■ GOAL OF THE EXERCISE: Reproduce verbatim the lines of the listing below, starting with the line that contains "Task: point out every instance of the reflected" and continuing through the end of the listing.

■ Entries from a point annotation set:
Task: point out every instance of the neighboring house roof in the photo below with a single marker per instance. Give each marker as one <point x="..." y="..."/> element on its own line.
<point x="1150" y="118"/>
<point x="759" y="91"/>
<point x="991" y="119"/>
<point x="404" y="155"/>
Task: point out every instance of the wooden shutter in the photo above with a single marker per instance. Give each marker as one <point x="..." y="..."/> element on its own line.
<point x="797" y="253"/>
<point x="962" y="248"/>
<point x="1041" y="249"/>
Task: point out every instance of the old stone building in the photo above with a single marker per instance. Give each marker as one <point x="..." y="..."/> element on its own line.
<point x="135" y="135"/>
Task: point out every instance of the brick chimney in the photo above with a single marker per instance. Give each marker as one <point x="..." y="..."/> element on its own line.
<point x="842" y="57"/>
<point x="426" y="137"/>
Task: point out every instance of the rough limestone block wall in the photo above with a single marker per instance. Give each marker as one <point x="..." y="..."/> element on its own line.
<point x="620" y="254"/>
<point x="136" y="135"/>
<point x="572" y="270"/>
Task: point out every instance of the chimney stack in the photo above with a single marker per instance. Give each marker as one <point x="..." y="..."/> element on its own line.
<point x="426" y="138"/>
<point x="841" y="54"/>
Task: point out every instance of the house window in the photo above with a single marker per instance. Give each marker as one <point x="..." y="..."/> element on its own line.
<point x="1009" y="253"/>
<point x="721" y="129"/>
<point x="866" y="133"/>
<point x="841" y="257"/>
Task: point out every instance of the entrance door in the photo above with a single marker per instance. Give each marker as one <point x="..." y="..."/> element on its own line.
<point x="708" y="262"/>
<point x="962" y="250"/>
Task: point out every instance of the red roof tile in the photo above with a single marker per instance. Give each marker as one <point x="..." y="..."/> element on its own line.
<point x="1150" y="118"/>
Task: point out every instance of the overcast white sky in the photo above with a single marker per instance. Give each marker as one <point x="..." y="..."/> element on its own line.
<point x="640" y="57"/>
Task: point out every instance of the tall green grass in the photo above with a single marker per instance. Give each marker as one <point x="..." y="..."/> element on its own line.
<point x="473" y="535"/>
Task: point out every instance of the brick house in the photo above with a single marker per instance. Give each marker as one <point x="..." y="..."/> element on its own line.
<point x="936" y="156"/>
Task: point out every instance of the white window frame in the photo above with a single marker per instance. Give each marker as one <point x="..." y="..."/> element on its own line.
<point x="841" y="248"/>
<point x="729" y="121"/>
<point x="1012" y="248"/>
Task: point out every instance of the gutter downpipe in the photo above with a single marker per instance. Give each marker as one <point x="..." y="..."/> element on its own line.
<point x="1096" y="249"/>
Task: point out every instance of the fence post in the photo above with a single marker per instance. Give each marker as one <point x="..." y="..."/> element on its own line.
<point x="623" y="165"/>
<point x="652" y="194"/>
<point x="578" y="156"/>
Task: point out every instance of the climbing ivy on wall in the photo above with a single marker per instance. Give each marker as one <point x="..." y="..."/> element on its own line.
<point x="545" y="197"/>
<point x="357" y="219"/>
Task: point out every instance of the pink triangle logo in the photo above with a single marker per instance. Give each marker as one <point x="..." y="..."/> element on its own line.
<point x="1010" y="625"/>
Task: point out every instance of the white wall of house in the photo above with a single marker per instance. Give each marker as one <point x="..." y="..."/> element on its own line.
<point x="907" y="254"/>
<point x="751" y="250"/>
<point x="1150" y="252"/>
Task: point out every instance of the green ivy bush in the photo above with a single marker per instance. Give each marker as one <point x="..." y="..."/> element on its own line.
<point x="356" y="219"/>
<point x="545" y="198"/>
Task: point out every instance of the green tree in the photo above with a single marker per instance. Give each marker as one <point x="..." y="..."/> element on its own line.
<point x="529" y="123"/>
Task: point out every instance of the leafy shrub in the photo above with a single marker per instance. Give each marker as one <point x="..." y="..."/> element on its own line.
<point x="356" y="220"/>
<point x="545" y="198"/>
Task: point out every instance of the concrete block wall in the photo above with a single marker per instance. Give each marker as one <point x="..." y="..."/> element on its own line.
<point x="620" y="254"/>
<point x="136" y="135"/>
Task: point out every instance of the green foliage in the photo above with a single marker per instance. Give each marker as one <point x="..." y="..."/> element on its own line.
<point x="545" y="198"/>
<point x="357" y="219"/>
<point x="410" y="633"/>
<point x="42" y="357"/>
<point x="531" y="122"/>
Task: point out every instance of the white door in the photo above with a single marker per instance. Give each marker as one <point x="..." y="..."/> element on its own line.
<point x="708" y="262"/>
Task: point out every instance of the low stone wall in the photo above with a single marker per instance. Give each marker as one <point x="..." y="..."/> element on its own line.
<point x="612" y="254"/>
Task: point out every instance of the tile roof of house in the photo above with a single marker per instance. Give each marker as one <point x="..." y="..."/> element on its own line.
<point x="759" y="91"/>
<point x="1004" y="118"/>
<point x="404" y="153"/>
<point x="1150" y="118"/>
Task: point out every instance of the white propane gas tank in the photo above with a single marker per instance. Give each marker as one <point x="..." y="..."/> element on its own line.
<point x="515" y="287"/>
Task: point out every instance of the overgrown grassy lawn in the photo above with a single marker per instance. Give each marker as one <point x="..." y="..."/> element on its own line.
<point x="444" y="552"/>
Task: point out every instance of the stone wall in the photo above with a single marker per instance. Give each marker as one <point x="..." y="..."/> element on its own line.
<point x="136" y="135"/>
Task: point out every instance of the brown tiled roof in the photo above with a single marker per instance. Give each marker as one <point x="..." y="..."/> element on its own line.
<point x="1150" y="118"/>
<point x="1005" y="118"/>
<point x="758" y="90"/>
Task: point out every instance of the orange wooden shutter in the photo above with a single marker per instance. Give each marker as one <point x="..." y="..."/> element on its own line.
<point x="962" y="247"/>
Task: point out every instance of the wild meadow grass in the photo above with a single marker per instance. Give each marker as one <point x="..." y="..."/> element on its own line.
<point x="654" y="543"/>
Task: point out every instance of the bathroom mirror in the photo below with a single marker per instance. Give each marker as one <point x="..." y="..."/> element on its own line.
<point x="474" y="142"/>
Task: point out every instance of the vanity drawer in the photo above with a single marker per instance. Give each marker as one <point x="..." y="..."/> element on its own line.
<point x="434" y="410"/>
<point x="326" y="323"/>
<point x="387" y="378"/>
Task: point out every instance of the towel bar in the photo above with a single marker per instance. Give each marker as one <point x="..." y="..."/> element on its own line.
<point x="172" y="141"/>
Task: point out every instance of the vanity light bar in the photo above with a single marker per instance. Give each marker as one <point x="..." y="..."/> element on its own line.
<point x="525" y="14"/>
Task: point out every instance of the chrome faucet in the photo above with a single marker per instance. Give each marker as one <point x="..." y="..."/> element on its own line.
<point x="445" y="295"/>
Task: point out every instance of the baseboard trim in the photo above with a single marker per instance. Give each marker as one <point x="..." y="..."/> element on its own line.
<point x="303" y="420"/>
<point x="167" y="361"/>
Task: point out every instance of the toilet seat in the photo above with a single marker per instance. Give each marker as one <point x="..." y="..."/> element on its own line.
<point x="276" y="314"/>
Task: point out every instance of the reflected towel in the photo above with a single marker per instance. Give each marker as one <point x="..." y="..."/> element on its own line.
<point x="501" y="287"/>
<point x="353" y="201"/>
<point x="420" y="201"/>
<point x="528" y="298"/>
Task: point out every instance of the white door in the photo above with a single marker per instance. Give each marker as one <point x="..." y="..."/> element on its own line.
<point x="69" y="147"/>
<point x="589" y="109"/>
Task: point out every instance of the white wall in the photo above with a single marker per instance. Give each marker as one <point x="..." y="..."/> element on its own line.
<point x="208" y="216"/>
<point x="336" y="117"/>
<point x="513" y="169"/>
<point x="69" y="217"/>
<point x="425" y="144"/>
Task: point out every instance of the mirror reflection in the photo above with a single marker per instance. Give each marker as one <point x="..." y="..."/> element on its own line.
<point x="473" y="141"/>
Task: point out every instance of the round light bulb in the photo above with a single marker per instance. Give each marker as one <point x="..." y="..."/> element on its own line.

■ REPLY:
Task: point out every instance of the reflected towel in the photo above with a single marker per instance. Give each marker as one <point x="..." y="..."/> element on its own line.
<point x="501" y="287"/>
<point x="353" y="201"/>
<point x="420" y="201"/>
<point x="528" y="298"/>
Task: point out every instance of the white door in the photo above with a single marker per instance. Give each marker as one <point x="..." y="..."/> element on its own line.
<point x="69" y="147"/>
<point x="589" y="109"/>
Task: point out every instance of the white wall in the photo above with a single marker per instance. Give each marker as one <point x="..." y="..."/> element on its own line.
<point x="208" y="216"/>
<point x="336" y="117"/>
<point x="513" y="169"/>
<point x="69" y="217"/>
<point x="425" y="144"/>
Task: point out every instance of the mirror reflection in the photo above with a single marker per instance. Give each marker as one <point x="..." y="..."/> element on its own line.
<point x="473" y="141"/>
Task: point out every instance of the round light bulb in the photo above with a single marker per instance. Give each marker as one <point x="..." y="..."/> element on its own line.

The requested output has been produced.